Source document:
Kinetic characterization of human phosphopantothenoylcysteine synthetase

Phosphopantothenoylcysteine synthetase (PPCS) catalyzes the formation of phosphopantothenoylcysteine from (R)-phosphopantothenate and l-cysteine with the concomitant consumption of a nucleotide triphosphate. Herein, the human coaB gene encoding PPCS is cloned into pET23a and overexpressed in E. coli BL21(DE3), to yield 10 mg of purified enzyme per liter of culture. Detailed kinetic studies found that this PPCS follows a similar Bi Uni Uni Bi Ping Pong mechanism as previously described for the E. faecalis PPCS, except that the human enzyme can use both ATP and CTP with similar affinity. One significant difference for human PPCS catalysis with respect to ATP and CTP is that the enzyme shows cooperative binding of ATP, measured as a Hill constant of 1.7. PPCS catalysis under CTP conditions displayed Michaelis constants of 265 μM, 57 μM, and 16 μM for CTP, PPA, and cysteine, respectively, with a k_cat of 0.53 ± 0.01 s^? 1 for the reaction. Taking into account the cooperativity under ATP condition, PPCS exhibited Michaelis constants of 269 μM, 13 μM, and 14 μM for ATP, PPA, and cysteine, respectively, with a k_cat of 0.56 s^? 1 for the reaction. Oxygen transfer studies found that ¹⁸O from carboxyl-¹⁸O] phosphopantothenate is incorporated into the AMP or CMP produced during PPCS catalysis, consistent with the formation of a phosphopantothenoyl cytidylate or phosphopantothenoyl adenylate intermediate, supporting similar catalytic mechanisms under both CTP and ATP conditions. Inhibition studies with GTP and UTP as well as product inhibition studies with CMP and AMP suggest that human PPCS lacks strong nucleotide selectivity.

Problem to work on: Please decide whether each statement agrees with the PPCS text: 1. The human coaB gene was overexpressed in E. coli BL21(DE3). 2. The human enzyme can use ATP but not CTP. 3. Inhibition studies point to strong nucleotide selectivity in human PPCS. For each, answer yes or no and quote the deciding words.

Dataset excerpts:
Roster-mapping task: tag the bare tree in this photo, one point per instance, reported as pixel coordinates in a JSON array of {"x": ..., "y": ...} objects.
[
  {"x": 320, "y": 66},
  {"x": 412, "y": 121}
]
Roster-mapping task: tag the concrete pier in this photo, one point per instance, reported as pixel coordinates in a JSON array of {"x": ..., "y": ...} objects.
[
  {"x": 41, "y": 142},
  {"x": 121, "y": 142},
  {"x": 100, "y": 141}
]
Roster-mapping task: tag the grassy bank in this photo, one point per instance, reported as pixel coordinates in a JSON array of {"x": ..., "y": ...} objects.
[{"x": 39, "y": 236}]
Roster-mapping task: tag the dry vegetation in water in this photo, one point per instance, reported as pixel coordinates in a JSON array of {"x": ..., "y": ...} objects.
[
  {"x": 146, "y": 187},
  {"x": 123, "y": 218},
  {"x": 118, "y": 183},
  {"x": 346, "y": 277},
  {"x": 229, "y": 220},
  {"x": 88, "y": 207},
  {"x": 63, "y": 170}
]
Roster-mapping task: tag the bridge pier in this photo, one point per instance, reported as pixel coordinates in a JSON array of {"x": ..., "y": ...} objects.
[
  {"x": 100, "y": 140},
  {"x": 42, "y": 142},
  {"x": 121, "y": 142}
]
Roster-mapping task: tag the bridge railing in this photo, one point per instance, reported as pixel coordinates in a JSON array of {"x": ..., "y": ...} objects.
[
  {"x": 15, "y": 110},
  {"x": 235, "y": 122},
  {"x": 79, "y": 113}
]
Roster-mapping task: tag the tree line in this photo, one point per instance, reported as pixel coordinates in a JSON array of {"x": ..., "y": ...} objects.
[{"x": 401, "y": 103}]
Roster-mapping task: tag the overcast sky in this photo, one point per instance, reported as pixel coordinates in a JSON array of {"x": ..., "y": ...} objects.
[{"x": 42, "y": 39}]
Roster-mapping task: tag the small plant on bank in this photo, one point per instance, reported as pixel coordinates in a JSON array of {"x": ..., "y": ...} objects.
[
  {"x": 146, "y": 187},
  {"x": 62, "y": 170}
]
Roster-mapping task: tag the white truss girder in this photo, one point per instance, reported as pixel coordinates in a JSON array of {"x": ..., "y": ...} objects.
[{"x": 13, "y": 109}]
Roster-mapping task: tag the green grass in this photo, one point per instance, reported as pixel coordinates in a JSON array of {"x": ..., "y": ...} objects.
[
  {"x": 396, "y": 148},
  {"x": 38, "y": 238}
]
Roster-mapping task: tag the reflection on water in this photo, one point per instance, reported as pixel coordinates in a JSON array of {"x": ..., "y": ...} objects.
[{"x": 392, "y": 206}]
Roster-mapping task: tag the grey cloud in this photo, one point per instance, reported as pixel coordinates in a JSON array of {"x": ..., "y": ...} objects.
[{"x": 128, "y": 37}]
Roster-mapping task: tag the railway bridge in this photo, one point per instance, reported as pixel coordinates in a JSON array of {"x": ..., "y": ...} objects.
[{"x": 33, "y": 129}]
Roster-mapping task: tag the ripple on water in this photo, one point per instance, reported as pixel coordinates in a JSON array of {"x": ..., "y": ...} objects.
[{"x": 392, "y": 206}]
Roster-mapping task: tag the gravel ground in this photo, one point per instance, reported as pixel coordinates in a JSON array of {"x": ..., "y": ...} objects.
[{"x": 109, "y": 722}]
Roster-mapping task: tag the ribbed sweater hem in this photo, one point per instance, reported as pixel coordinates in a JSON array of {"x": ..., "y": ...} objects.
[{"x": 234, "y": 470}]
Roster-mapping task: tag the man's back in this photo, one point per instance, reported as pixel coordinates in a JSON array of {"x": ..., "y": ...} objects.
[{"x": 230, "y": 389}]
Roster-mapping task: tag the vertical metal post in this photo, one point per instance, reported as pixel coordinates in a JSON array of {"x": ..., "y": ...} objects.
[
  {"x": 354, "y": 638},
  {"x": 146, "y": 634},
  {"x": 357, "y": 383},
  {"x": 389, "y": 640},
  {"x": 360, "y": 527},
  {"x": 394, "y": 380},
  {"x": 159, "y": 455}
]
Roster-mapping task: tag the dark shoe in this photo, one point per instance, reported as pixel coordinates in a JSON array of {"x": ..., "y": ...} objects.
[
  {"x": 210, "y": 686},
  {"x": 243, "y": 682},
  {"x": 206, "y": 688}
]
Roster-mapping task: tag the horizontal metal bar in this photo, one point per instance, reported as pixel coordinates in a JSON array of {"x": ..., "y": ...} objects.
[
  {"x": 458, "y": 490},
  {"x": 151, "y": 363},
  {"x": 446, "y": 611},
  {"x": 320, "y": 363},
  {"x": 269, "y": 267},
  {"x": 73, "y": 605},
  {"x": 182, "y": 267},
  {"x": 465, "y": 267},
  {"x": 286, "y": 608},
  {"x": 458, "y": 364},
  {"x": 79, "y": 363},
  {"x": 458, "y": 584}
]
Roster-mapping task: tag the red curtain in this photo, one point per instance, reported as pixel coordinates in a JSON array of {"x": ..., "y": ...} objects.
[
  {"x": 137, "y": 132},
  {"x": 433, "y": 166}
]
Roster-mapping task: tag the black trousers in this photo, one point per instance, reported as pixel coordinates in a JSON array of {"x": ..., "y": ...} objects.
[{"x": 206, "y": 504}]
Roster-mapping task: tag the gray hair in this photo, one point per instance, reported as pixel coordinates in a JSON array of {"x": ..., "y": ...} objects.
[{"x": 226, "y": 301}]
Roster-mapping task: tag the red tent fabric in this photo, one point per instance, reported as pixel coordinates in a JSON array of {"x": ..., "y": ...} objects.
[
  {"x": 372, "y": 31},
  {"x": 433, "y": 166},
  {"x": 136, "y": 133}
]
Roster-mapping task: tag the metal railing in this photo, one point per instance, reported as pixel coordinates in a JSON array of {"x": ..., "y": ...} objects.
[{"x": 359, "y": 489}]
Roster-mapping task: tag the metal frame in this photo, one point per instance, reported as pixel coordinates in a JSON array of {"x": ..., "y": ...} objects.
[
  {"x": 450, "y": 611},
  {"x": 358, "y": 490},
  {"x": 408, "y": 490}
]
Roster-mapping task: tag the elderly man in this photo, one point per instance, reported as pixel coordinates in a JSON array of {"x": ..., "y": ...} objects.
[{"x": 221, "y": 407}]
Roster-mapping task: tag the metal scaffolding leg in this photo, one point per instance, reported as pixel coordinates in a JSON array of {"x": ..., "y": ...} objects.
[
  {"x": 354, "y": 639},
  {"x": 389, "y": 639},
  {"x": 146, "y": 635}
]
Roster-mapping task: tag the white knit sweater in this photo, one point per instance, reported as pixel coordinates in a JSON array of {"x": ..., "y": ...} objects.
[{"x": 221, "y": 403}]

Expected output:
1. Yes: "overexpressed in E. coli BL21(DE3)"
2. No: "the human enzyme can use both ATP and CTP with similar affinity"
3. No: "human PPCS lacks strong nucleotide selectivity"